List of tasks:
1. In the blog entry about the Washington, D.C. internship, condense the paragraph beginning "Last week was my first week" into a short bulleted list of its main facts.
2. Extend the blog entry about the Washington, D.C. internship, picking up after its final paragraph.

June 24, 2011

Miami women's swimming's Mandi Grandjean (Canton) is in the midst of her unique experience in the national's capital, Washington D.C. During her nine weeks, she'll be submitting periodic blog updates about her adventure. Here is her third entry.

 

Last week was my first week at the Embassy of Iraq. The embassy is actually neighbors with Vice President Joe Biden and the Naval Observatory. I work under the U.S. media division of the embassy. On a day to day basis I write and compile media briefs on what the American media is saying about Iraq.

I have also been given numerous projects. One of the larger projects I completed was to read and summarize the Special Inspector General for Iraq Reconstruction's quarterly report to Congress for the embassy.

In addition to projects and media briefs, I attend a lot of different events around the city. Last week I attended a Congressional hearing by the Subcommittee on Africa, Global Health and Human Rights on the Best Practices and Next Step: A decade in the Fight Against Human Trafficking. This was really interesting and really opened my eyes to the very overlooked problem of human trafficking. I was shocked by many of the statistics I heard in the hearing but was inspired by the many NGO's such as Airline Ambassadors International. This NGO trains airline employees on what to look for in a human trafficking operation that is taking place on a flight and how to report it.

Point placement records
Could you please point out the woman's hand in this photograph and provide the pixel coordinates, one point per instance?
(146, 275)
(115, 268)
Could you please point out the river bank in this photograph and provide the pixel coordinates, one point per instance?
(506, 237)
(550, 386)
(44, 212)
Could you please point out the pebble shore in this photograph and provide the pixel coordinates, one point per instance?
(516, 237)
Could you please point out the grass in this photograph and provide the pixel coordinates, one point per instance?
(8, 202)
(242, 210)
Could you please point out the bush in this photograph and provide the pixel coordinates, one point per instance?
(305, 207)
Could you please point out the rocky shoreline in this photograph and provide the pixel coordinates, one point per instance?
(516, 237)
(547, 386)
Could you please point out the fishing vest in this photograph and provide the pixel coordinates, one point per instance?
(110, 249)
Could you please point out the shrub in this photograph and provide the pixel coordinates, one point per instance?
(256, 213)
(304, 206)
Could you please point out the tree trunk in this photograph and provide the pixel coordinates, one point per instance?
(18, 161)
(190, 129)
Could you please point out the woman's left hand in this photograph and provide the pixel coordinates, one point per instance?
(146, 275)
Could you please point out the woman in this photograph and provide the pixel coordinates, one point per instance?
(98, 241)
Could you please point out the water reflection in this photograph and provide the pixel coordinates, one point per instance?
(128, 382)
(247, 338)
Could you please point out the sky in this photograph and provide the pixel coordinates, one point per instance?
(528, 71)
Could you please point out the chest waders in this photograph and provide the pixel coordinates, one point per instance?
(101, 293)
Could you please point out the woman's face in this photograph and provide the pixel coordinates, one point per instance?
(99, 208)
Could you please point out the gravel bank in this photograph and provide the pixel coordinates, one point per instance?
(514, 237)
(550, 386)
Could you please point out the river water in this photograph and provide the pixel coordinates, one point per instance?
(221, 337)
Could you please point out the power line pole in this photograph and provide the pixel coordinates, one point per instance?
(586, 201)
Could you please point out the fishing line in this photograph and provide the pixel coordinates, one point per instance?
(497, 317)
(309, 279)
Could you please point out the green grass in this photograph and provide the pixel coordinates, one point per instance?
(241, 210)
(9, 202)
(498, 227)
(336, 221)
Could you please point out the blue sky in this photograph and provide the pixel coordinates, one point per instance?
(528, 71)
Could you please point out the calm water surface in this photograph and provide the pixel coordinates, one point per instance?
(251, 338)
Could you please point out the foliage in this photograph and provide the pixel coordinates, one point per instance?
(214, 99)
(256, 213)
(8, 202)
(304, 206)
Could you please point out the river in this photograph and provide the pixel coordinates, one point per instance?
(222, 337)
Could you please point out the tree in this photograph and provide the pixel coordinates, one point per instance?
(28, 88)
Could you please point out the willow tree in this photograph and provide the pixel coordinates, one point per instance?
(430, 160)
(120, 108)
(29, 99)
---
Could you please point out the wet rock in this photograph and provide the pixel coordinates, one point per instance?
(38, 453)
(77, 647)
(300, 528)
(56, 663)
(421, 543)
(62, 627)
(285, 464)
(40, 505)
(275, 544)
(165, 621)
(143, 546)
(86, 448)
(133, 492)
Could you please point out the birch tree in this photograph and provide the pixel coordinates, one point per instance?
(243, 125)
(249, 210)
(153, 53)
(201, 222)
* * *
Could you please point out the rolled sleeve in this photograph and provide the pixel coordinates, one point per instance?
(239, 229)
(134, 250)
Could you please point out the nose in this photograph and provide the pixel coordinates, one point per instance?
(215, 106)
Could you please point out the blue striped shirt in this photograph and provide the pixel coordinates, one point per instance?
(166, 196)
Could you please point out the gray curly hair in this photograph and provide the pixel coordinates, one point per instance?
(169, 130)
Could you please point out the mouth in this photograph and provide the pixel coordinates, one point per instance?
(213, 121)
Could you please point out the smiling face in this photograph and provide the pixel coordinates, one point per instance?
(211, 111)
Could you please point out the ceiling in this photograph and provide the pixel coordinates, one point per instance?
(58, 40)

Exercise responses:
1.
- Last week was the writer's first week at the Embassy of Iraq.
- The embassy neighbors Vice President Joe Biden and the Naval Observatory.
- The writer works in the embassy's U.S. media division.
- Daily duties are writing and compiling media briefs on what the American media says about Iraq.

2.
In addition, I attended an event at the National Endowment for Democracy on "Iraq's News Media After Saddam: Liberation, Repression, and Future Prospects". This event was particularly interesting because although Iraq is a transition democracy, it still does not have a fully free press. Many journalists are still targeted by government security forces. However, the media has dramatically improved since the Saddam regime.

Last week was very eye-opening for me. I am immersed in a different culture and am learning so much. This past week has only gotten better. On top of my day to day projects and responsibilities, I attended an event held by the Brookings Institution entitled, "A High Price: The Triumphs & Failures of Israeli Counterterrorism". It was very intriguing to learn and hear more about the Arab-Israeli conflict. Lt. Gen. Gabi Ashkenazi, who was the former Chief of General Staff of the Israeli Defense Forces, spoke at the event along with Daniel Byman who recently wrote a book on the subject matter. Since 9/11 counterterrorism has become a commonly used word in the America vocabulary, so it was very cool to hear from Ashkenazi representing the Israeli Defense Forces and how they go about counterterrorism.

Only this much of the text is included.